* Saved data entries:
::::::::
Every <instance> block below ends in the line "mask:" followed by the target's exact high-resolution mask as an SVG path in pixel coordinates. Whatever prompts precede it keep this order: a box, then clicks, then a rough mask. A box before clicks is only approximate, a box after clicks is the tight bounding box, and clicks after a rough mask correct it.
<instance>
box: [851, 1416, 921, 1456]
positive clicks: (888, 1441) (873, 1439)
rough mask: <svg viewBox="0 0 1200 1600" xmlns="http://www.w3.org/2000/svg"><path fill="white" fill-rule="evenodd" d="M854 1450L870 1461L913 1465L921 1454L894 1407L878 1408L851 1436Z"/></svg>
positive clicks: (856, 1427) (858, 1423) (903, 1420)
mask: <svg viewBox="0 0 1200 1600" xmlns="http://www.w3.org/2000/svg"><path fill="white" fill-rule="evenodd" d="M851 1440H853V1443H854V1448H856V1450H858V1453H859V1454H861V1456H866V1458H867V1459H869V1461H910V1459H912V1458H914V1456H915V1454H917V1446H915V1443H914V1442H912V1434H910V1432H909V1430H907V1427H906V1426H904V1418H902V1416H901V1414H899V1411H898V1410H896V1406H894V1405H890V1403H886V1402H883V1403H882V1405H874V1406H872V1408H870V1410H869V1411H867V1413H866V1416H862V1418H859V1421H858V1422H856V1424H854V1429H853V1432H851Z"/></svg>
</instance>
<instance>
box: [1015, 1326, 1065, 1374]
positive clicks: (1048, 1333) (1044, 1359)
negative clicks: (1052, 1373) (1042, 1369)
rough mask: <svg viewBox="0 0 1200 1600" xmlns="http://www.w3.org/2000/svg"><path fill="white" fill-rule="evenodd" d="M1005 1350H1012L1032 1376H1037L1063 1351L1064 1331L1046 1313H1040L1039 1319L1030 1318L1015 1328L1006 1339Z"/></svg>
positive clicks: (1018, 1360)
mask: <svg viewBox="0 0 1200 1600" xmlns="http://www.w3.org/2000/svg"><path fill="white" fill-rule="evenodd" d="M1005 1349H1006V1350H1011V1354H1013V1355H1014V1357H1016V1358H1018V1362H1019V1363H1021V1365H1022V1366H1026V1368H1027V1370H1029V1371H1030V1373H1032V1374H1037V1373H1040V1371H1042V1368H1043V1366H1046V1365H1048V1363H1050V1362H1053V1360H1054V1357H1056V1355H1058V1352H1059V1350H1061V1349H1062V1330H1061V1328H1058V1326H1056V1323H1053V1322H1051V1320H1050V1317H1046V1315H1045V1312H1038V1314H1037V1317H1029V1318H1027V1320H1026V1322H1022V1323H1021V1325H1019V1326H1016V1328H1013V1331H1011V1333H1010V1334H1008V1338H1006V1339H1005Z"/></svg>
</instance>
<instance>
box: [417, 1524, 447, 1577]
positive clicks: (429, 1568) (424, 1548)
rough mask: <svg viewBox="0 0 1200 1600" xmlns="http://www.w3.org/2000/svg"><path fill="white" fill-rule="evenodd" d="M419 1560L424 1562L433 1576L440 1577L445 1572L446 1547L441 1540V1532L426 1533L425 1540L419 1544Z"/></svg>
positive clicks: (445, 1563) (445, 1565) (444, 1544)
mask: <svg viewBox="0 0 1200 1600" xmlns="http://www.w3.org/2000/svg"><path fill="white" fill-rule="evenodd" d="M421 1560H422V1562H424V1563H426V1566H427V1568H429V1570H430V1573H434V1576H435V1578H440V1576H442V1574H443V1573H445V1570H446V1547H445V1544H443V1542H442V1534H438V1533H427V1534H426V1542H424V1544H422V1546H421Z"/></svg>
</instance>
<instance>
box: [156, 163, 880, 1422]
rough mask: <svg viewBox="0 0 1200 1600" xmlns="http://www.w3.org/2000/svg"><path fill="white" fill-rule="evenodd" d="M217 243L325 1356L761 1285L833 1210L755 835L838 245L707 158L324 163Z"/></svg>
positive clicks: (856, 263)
::::::::
* WRITTEN TASK:
All records above must be set down exactly, please.

* ANSWER BELOW:
Every <instance> block below ends in the line "mask:" followed by the target's exact high-resolution mask as an SVG path in pixel coordinates. Whatever prompts precede it keep this order: a box, then clicks, then a rough mask. A box before clicks is only approximate, a box after clicks is the tight bounding box, and clicks after a rough mask correct it.
<instance>
box: [851, 1416, 921, 1456]
positive clicks: (888, 1441) (873, 1439)
rough mask: <svg viewBox="0 0 1200 1600" xmlns="http://www.w3.org/2000/svg"><path fill="white" fill-rule="evenodd" d="M854 1450L870 1461L913 1465L921 1454L894 1407L878 1408L851 1436Z"/></svg>
positive clicks: (856, 1427) (858, 1423) (903, 1420)
mask: <svg viewBox="0 0 1200 1600" xmlns="http://www.w3.org/2000/svg"><path fill="white" fill-rule="evenodd" d="M851 1440H853V1443H854V1448H856V1450H858V1453H859V1454H861V1456H866V1458H867V1459H869V1461H910V1459H912V1458H914V1456H915V1454H917V1446H915V1443H914V1442H912V1434H910V1432H909V1430H907V1427H906V1426H904V1418H902V1416H901V1414H899V1411H898V1410H896V1406H894V1405H890V1403H886V1402H883V1403H882V1405H874V1406H872V1408H870V1410H869V1411H867V1413H866V1416H862V1418H859V1421H858V1422H856V1424H854V1429H853V1432H851Z"/></svg>
</instance>
<instance>
box: [1015, 1326, 1065, 1374]
positive clicks: (1048, 1333) (1044, 1359)
negative clicks: (1052, 1373) (1042, 1369)
rough mask: <svg viewBox="0 0 1200 1600" xmlns="http://www.w3.org/2000/svg"><path fill="white" fill-rule="evenodd" d="M1005 1350H1012L1032 1376H1037L1063 1351L1064 1331L1046 1313H1040L1039 1319L1030 1318L1015 1328L1006 1339Z"/></svg>
positive clicks: (1018, 1360)
mask: <svg viewBox="0 0 1200 1600" xmlns="http://www.w3.org/2000/svg"><path fill="white" fill-rule="evenodd" d="M1005 1349H1006V1350H1011V1354H1013V1355H1014V1357H1016V1358H1018V1362H1019V1363H1021V1365H1022V1366H1026V1368H1027V1370H1029V1371H1030V1373H1032V1374H1037V1373H1040V1371H1042V1368H1043V1366H1046V1365H1048V1363H1050V1362H1053V1360H1054V1357H1056V1355H1058V1352H1059V1350H1061V1349H1062V1330H1061V1328H1058V1326H1056V1323H1053V1322H1051V1320H1050V1317H1046V1315H1045V1312H1038V1314H1037V1317H1029V1318H1027V1320H1026V1322H1022V1323H1021V1325H1019V1326H1016V1328H1013V1331H1011V1333H1010V1334H1008V1338H1006V1339H1005Z"/></svg>
</instance>
<instance>
box: [417, 1524, 447, 1577]
positive clicks: (429, 1568) (424, 1548)
rough mask: <svg viewBox="0 0 1200 1600" xmlns="http://www.w3.org/2000/svg"><path fill="white" fill-rule="evenodd" d="M419 1560L424 1562L433 1576L440 1577L445 1572L446 1547L441 1540V1532L426 1533L425 1540L419 1544Z"/></svg>
positive clicks: (445, 1563) (445, 1565) (444, 1544)
mask: <svg viewBox="0 0 1200 1600" xmlns="http://www.w3.org/2000/svg"><path fill="white" fill-rule="evenodd" d="M421 1560H422V1562H424V1563H426V1566H427V1568H429V1570H430V1573H434V1576H435V1578H440V1576H442V1574H443V1573H445V1570H446V1547H445V1544H443V1542H442V1534H438V1533H427V1534H426V1542H424V1544H422V1546H421Z"/></svg>
</instance>
<instance>
box: [156, 163, 880, 1422]
rough mask: <svg viewBox="0 0 1200 1600" xmlns="http://www.w3.org/2000/svg"><path fill="white" fill-rule="evenodd" d="M217 243L325 1356L761 1285L833 1210L755 835L838 245L707 158L324 163Z"/></svg>
positive clicks: (856, 263)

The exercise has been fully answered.